ページ抜粋:
══════════════════════════════

上述しましたが、高齢出産は妊娠しずらいというのが問題なのではありません。

問題なのは胎児の奇形リスク、障害リスクが高く、母体へのリスクも高まってしまうことが問題になります。

さらに、死産や母体の安全にも関わります。

歳を重ねて体外受精を行って妊娠したからといってそのうち100%が無事に出生するわけではないのです。

また20%が成功している裏には80%が失敗し、妊娠に至らないということを忘れがちです。

「体外受精の20%は成功する」という部分だけが切り取られて伝えられているのです。

42歳ではその成功率はわずか4.5%しかありません。

高齢であれば体外受精の確率も低いということを発信していないわけです。

40歳に近くなってから体外受精は検討するべきであるという考えは間違いであり、体外受精であっても早い年齢で行う方が成功率が格段に高く、子供を授かれる可能性があることを知っていてください。

══════════════════════════════

課題 A:
高齢出産についての抜粋を読み、次の問いに答えてください。
(i) 高齢出産で問題になるのは、妊娠しづらいことではなく何ですか？
(ii) 42歳での体外受精の成功率は何％ですか？
(iii) 体外受精の20％が成功する裏で、何％が失敗するとされていますか？
課題 B: 高齢出産についての抜粋では、40歳に近くなってから体外受精を検討するべきだという考えがなぜ間違いだとされていますか？抜粋の記述に基づき、1〜3文で説明してください。
課題 C: 高齢出産についての抜粋のうち、「歳を重ねて体外受精を行って妊」から「42歳ではその成功率はわずか4.5%しかありません。」までをすべて、一字一句違えずに書き写してください。

══════════════════════════════

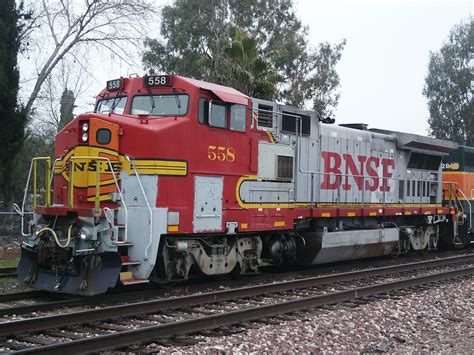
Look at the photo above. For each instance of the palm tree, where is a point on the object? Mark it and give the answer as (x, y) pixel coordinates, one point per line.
(247, 70)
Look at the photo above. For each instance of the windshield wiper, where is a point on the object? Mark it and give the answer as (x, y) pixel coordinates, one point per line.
(178, 103)
(115, 102)
(152, 102)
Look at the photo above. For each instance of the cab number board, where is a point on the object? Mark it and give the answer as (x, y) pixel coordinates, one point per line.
(114, 85)
(152, 81)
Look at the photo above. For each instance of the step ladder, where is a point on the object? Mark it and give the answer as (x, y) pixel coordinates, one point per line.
(128, 266)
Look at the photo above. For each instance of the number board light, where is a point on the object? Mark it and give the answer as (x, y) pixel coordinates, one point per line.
(114, 85)
(151, 81)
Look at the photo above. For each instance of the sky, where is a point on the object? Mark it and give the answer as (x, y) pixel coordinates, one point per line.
(383, 66)
(385, 61)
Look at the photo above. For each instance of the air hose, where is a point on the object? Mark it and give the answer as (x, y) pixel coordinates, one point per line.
(55, 236)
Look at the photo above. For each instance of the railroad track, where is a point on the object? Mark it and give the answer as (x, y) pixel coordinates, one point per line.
(41, 301)
(7, 272)
(123, 325)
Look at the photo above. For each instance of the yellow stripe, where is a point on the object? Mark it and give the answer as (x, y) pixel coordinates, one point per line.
(155, 167)
(173, 228)
(251, 205)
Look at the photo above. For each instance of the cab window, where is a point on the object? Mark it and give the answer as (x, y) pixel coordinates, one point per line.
(113, 105)
(237, 118)
(218, 115)
(203, 111)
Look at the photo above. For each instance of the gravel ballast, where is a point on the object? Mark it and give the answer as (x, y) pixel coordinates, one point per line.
(430, 320)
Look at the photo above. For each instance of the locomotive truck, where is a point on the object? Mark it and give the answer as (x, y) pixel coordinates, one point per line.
(171, 177)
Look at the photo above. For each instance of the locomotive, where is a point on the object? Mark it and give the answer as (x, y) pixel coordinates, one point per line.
(171, 177)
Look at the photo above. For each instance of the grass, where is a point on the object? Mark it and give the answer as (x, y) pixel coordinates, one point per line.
(9, 262)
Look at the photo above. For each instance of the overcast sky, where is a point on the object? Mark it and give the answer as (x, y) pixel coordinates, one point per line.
(385, 61)
(383, 65)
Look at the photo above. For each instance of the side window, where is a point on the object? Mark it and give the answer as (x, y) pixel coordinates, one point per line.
(203, 111)
(238, 118)
(218, 116)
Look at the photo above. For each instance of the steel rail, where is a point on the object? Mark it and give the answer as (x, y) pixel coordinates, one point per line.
(8, 297)
(76, 302)
(7, 272)
(146, 307)
(147, 334)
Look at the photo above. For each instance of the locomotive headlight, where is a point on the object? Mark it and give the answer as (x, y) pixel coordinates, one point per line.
(84, 234)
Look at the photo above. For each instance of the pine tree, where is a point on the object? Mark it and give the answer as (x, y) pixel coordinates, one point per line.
(12, 117)
(67, 108)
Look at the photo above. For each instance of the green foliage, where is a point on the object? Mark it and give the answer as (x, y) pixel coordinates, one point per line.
(246, 70)
(13, 118)
(448, 86)
(258, 47)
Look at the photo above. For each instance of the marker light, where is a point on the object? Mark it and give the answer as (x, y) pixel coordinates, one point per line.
(84, 234)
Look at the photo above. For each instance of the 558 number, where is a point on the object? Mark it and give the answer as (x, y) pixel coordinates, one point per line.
(221, 153)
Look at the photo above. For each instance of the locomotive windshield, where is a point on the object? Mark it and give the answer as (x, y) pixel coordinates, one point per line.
(160, 105)
(116, 105)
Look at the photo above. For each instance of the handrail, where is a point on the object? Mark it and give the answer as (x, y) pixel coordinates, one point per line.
(150, 238)
(24, 201)
(47, 180)
(470, 207)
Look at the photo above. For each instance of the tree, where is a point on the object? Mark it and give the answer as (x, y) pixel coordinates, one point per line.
(247, 70)
(76, 32)
(12, 117)
(196, 34)
(448, 86)
(67, 106)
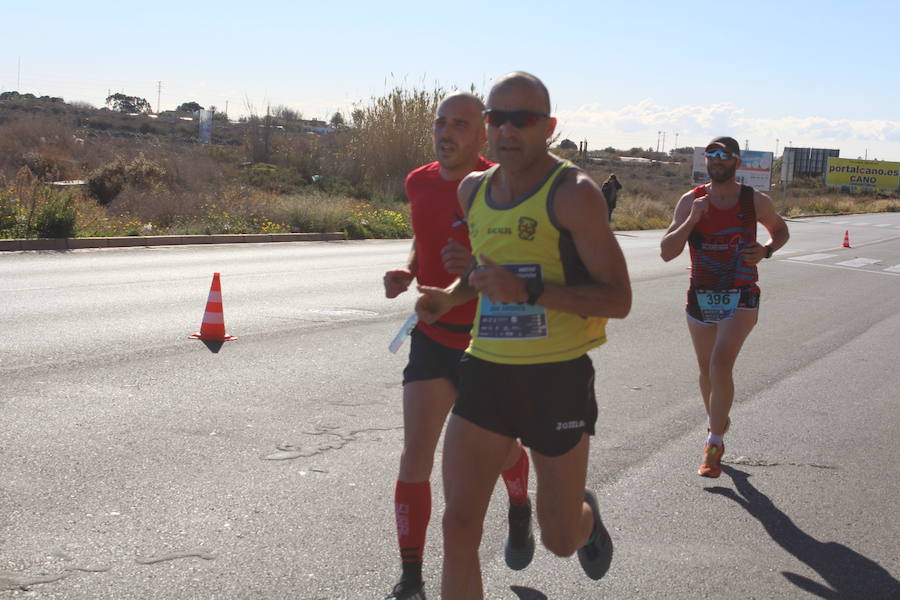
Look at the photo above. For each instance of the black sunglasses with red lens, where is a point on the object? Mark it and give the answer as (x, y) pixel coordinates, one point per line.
(518, 118)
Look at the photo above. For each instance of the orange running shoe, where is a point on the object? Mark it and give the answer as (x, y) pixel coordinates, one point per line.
(712, 459)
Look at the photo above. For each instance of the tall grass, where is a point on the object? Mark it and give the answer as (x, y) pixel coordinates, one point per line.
(267, 174)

══════════════════════════════

解答 A:
(i) 胎児の奇形リスクや障害リスクが高く、母体へのリスクも高まること。
(ii) 4.5％。
(iii) 80％。

解答 B: 体外受精であっても早い年齢で行う方が成功率が格段に高く、子供を授かれる可能性があるからです。高齢であれば体外受精の成功率も低く、42歳ではわずか4.5％しかありません。

解答 C:
歳を重ねて体外受精を行って妊娠したからといってそのうち100%が無事に出生するわけではないのです。

また20%が成功している裏には80%が失敗し、妊娠に至らないということを忘れがちです。

「体外受精の20%は成功する」という部分だけが切り取られて伝えられているのです。

42歳ではその成功率はわずか4.5%しかありません。